- [The task] Output all of the entries exactly as written.
*** Record set
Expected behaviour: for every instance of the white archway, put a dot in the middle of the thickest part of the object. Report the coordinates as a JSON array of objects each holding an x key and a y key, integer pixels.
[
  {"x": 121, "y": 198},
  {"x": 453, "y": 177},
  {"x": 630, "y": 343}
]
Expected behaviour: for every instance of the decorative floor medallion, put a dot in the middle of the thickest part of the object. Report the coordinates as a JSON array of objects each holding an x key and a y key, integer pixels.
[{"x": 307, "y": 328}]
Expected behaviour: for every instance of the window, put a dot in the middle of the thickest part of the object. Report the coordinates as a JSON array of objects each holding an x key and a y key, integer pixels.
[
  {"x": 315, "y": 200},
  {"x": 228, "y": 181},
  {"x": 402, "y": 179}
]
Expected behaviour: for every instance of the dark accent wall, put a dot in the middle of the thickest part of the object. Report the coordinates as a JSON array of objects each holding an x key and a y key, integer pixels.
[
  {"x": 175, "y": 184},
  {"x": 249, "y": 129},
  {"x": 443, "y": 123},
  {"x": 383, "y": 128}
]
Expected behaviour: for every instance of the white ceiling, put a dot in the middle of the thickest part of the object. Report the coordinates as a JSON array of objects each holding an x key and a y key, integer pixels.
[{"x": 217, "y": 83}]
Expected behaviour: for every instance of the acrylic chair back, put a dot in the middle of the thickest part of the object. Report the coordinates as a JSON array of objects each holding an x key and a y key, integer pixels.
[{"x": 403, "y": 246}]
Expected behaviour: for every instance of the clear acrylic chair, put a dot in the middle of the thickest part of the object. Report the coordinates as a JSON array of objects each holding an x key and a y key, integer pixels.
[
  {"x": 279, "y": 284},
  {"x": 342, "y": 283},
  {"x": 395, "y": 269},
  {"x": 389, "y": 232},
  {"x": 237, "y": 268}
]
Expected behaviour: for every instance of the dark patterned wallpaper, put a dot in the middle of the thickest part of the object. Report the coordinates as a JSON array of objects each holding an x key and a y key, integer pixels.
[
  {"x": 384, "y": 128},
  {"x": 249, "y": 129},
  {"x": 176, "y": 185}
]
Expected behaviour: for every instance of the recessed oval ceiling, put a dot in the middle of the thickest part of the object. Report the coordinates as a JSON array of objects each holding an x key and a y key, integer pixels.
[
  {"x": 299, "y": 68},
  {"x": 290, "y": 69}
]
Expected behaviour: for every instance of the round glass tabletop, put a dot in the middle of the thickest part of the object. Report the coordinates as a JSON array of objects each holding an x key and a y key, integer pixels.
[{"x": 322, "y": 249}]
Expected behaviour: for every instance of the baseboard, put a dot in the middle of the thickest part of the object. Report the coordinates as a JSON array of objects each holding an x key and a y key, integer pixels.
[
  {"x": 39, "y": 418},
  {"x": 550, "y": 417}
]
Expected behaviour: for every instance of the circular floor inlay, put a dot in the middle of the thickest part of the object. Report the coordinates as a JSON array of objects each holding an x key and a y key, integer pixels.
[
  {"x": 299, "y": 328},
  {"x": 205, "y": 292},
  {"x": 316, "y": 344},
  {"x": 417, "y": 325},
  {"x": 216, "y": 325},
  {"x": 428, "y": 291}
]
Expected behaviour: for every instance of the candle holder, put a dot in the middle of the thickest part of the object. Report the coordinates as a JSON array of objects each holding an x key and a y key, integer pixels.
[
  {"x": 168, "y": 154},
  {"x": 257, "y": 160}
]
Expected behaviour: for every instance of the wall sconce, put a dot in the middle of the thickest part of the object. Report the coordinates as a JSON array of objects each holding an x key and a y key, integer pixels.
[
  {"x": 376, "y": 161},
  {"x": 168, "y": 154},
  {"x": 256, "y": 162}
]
******
- [Response for this exercise]
Expected behaviour: for every instance of the white archway, put a dot in the middle of the thickest part of the object. Report the coordinates as a JSON array of objects each holding an x key and a y key, integer pixels.
[
  {"x": 121, "y": 198},
  {"x": 453, "y": 177},
  {"x": 630, "y": 343}
]
Expected behaviour: for every instance of the decorative floor medallion, put a dot in the middle of the thickest part of the object. Report the coordinates as a JSON array of objects each holding an x key and a y key, integer pixels.
[{"x": 307, "y": 328}]
Expected behaviour: for every instance of the window, put a dot in the middle of the thickest part of the object. Report the coordinates as a JSON array of objects each holding an x key and a y key, integer pixels.
[
  {"x": 315, "y": 200},
  {"x": 228, "y": 181},
  {"x": 402, "y": 179}
]
Expected behaviour: for every instance of the dark accent wall, put a dot in the middle of the thickest part of the object. Report the coordinates as a JSON array of objects each holding an x key and a y key, integer pixels.
[
  {"x": 175, "y": 184},
  {"x": 249, "y": 129},
  {"x": 443, "y": 123},
  {"x": 383, "y": 128}
]
Expected behaviour: for every instance of the white ceiling, put a dot in the middle of the thickest part of the object. Report the coordinates as a JSON array of objects each holding an x key and a y key, integer pixels.
[{"x": 217, "y": 83}]
Expected behaviour: for every instance of the acrylic chair back, put a dot in the middle of the thickest part of the object. Report the coordinates as a JSON array of objects each holding an x key and a y key, integer pixels.
[{"x": 403, "y": 246}]
Expected behaviour: for every instance of the clear acrylic chair, put a dot in the middle of the thickest part of the object. Report the coordinates as a JSON array of objects each holding an x key and a y key, integer pixels.
[
  {"x": 279, "y": 284},
  {"x": 342, "y": 283},
  {"x": 395, "y": 269},
  {"x": 389, "y": 232},
  {"x": 237, "y": 268}
]
Expected behaviour: for every instance of the dark patterned wallpaper, put a dot in the middle of the thickest part of the object. Report the coordinates as a JSON array of objects each holding an x key and a y key, integer pixels.
[
  {"x": 384, "y": 128},
  {"x": 249, "y": 129},
  {"x": 176, "y": 185}
]
Expected behaviour: for every instance of the recessed oval ceiling, put a dot in the middle of the thickest part of the object. Report the coordinates as a JSON array of objects each holding an x key and a y key, integer pixels.
[
  {"x": 299, "y": 68},
  {"x": 290, "y": 69}
]
Expected behaviour: for every instance of the round glass tabletop, put a dot in the middle of the thickest part of the object. Report the coordinates as a JSON array of objects each holding an x key and a y key, integer pixels.
[{"x": 322, "y": 249}]
Expected behaviour: for every instance of the baseboard, put a dot in the middle of the thickest part of the object. Report the coordinates as a JSON array of objects each holding an x key and a y key, integer pixels.
[
  {"x": 39, "y": 418},
  {"x": 550, "y": 417}
]
Expected behaviour: for every instance of the circular floor inlay, put a dot in the middle of the thickest part of the object. Report the coordinates as a JSON array of objects each holding an x key and a y key, integer pixels.
[
  {"x": 299, "y": 328},
  {"x": 205, "y": 292},
  {"x": 316, "y": 344},
  {"x": 417, "y": 325},
  {"x": 216, "y": 325},
  {"x": 428, "y": 291}
]
Expected behaviour: for every instance of the candle holder, put a dot in the middle of the thickest part of the object. Report the coordinates as a JSON array of objects each holding an x key and a y key, integer pixels.
[
  {"x": 168, "y": 154},
  {"x": 257, "y": 160}
]
Expected behaviour: for every instance of the wall sconce, put a dot in the middle of the thickest part of the object. Report the coordinates as a JSON array of objects each holding an x key and a y key, integer pixels.
[
  {"x": 376, "y": 161},
  {"x": 168, "y": 154},
  {"x": 256, "y": 162}
]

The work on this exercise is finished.